■ DOCUMENT
Chia seed is now a known super-food to all & mostly we use it in our daily breakfast cereals, smoothies, puddings or as sprinkles over salads . This time chia seeds are send to me by Go India Organic in association with Plattershare. I thought organic is some what desi concept & we Indians at some point of time used to produce organic food mainly. So I wanted to make something very Indian with this organic chia seed & i twisted my regular yogurt chutney by adding chia ,beetroot & lemon. Here is the recipe..

INGREDIENTS:

  • Chia Seeds : 2 tbsp
  • Beetroot : 1 medium size
  • Mint Leaves : A handfull
  • Yogurt : 4 tbsp
  • Roasted Cumin Powder : 1 tsp
  • Black Salt : 1 tsp
  • Lemon A half : Deseeded & Chopped
  • White Salt : As per Taste
  • Green Chili : As per Taste
  • Ginger : A half inch

METHOD:

  1. Boil beetroot in a pressure cooker with a cup of water. Let it cool , peel & roughly chop into small pieces. Now blend this with chia seeds & all other ingredients mentioned above . Your Chia Beetroot & Yogurt dip is ready.
  2. It tastes great with home made sun-dried potato chips.

NOTES:

  • Chia seeds do not have its own taste . It acquires the taste of the food it is blend with.

[Excerpts of location labeling data]
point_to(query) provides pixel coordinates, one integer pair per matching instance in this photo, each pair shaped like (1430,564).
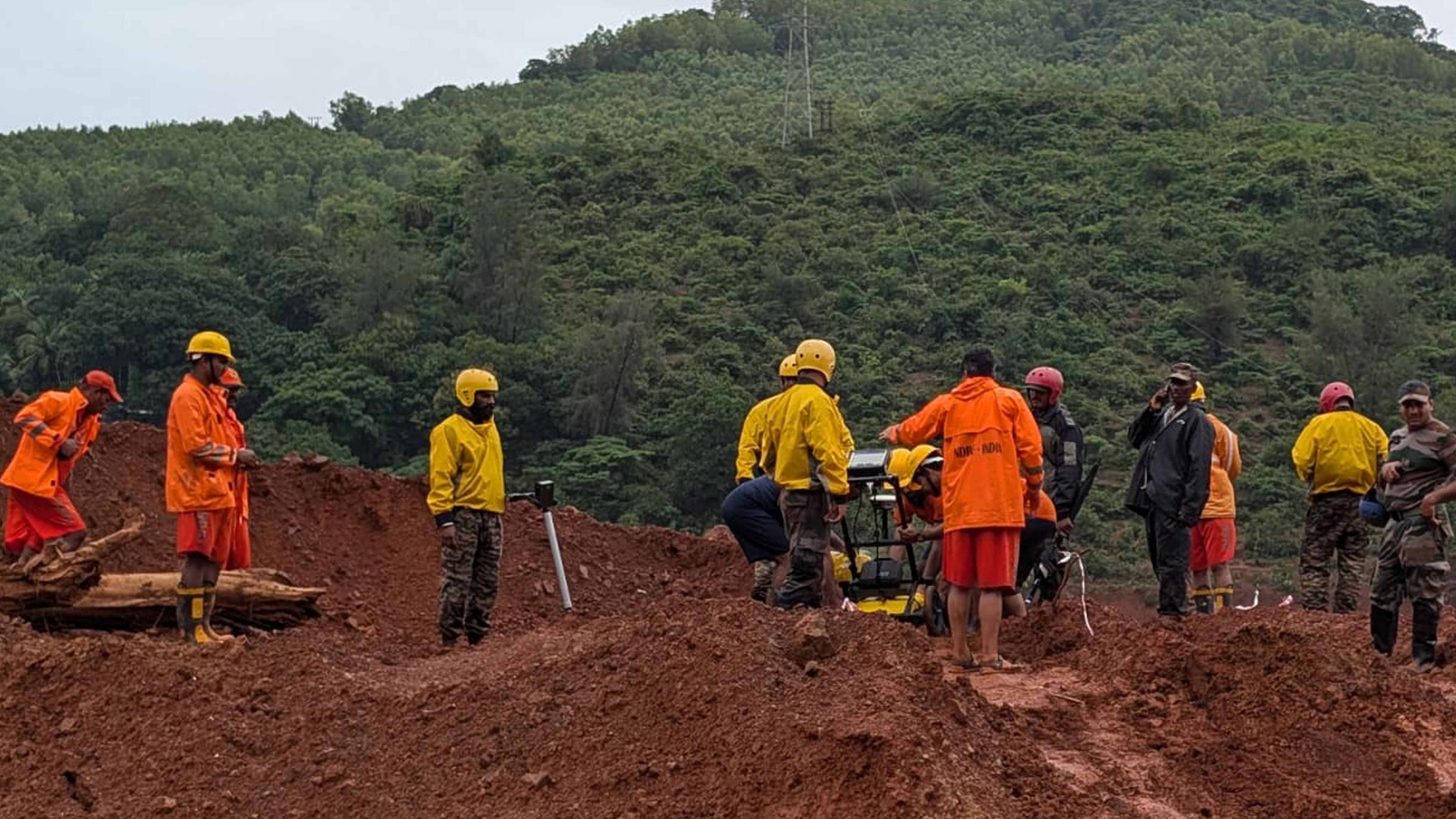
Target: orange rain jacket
(200,457)
(47,422)
(807,441)
(989,441)
(238,438)
(1223,470)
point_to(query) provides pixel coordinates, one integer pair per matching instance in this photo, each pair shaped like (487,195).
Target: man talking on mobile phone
(1171,482)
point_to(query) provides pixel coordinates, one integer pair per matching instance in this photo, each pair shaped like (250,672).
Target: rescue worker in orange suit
(203,466)
(919,472)
(1062,447)
(242,553)
(991,441)
(1214,539)
(57,430)
(809,449)
(752,510)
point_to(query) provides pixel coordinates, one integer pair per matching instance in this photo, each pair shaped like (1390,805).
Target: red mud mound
(669,694)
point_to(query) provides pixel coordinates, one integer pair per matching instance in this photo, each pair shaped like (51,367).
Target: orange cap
(105,382)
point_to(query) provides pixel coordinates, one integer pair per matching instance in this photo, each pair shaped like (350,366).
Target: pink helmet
(1046,379)
(1333,393)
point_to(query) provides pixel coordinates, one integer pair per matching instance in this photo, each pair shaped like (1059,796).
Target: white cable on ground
(1083,571)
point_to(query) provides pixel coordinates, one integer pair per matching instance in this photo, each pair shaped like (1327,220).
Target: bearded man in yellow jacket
(467,498)
(1215,536)
(807,452)
(1338,454)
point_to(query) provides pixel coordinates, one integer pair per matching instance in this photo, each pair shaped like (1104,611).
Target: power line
(798,89)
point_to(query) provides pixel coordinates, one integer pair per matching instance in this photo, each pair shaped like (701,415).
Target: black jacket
(1173,465)
(1062,452)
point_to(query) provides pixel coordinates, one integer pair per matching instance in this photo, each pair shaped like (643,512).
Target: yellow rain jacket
(806,438)
(467,469)
(1340,450)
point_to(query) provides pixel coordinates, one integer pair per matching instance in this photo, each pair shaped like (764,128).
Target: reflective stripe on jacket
(989,441)
(44,424)
(467,469)
(200,457)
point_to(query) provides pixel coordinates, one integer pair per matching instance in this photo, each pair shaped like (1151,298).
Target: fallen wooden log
(66,577)
(254,599)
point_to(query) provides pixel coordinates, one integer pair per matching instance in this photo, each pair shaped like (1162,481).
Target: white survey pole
(555,556)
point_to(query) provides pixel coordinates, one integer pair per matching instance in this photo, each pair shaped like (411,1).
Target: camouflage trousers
(809,540)
(469,577)
(1411,563)
(1334,533)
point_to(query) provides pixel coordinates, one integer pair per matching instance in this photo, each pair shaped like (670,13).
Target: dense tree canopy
(1263,188)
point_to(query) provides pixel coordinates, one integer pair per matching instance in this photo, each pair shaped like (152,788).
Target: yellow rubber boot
(209,603)
(190,616)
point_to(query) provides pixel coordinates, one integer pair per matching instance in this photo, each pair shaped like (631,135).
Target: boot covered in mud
(762,579)
(191,610)
(1426,616)
(1203,601)
(1222,599)
(1382,630)
(209,603)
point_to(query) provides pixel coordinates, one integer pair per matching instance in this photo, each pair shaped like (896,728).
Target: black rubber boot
(1426,616)
(190,616)
(1203,601)
(1382,630)
(209,603)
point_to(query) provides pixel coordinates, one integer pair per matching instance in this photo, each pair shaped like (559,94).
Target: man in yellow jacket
(1337,454)
(807,452)
(752,510)
(1215,537)
(467,498)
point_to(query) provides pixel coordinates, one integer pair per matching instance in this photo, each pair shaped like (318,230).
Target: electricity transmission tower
(798,92)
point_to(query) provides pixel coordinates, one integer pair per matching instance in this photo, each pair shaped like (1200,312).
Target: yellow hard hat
(816,354)
(210,343)
(472,382)
(905,463)
(790,367)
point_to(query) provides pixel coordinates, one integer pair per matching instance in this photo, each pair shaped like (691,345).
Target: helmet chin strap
(478,414)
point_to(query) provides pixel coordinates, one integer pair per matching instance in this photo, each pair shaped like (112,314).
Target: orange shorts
(1214,542)
(210,534)
(982,559)
(31,520)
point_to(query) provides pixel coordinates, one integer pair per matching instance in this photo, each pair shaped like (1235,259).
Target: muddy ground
(669,694)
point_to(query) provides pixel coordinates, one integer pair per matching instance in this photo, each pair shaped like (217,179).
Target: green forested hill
(1107,187)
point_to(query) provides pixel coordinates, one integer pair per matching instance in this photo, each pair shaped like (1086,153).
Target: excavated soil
(669,694)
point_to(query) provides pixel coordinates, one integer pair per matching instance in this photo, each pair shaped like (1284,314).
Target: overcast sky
(136,62)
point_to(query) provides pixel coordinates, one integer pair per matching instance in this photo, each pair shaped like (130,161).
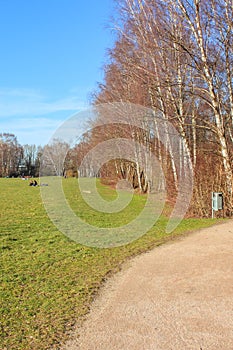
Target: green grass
(49,281)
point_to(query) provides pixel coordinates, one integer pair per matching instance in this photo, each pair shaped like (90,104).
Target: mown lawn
(47,280)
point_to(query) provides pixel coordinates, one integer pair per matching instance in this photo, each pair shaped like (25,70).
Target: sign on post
(217,202)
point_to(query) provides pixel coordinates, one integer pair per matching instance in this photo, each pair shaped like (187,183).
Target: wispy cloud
(25,102)
(33,117)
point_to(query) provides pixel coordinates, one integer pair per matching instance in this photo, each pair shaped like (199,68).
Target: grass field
(47,280)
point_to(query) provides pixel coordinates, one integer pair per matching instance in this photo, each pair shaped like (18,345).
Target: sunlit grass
(47,280)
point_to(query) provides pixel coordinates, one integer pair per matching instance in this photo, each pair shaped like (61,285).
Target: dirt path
(178,296)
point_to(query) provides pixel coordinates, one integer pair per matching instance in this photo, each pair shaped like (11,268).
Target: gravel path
(178,296)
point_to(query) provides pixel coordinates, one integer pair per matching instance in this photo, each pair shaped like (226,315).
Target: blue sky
(52,53)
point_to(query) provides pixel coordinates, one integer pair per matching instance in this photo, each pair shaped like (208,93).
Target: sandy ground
(178,296)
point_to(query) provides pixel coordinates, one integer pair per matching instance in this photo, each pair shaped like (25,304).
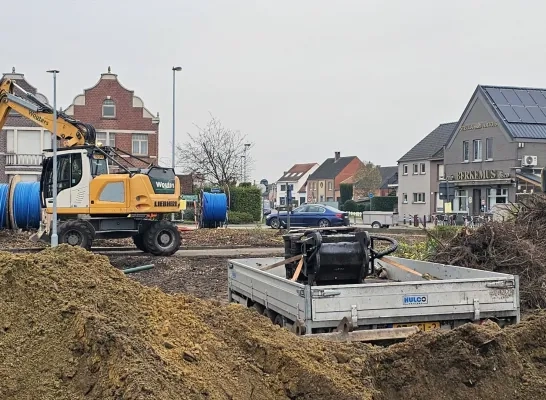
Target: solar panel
(497,96)
(537,114)
(509,114)
(538,97)
(512,97)
(524,115)
(525,98)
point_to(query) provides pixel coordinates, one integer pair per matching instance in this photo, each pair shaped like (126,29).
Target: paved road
(251,251)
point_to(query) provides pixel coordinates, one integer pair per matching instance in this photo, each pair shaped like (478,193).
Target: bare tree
(367,179)
(215,152)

■ SHORT PROBLEM 1
From the chia beetroot dip recipe, extract the stretch from "1. Boil beetroot" through "sun-dried potato chips.".
■ SHORT PROBLEM 2
According to the chia beetroot dip recipe, what does the dip taste great with?
■ SHORT PROBLEM 3
Translate this sentence from the chia beetroot dip recipe into Spanish: "Boil beetroot in a pressure cooker with a cup of water."
The entries are separate material and have no connection to the chia beetroot dip recipe.

■ EXERCISE OUTPUT 1
1. Boil beetroot in a pressure cooker with a cup of water. Let it cool , peel & roughly chop into small pieces. Now blend this with chia seeds & all other ingredients mentioned above . Your Chia Beetroot & Yogurt dip is ready.
  2. It tastes great with home made sun-dried potato chips.

■ EXERCISE OUTPUT 2
Home made sun-dried potato chips.

■ EXERCISE OUTPUT 3
Hierve la remolacha en una olla a presión con una taza de agua.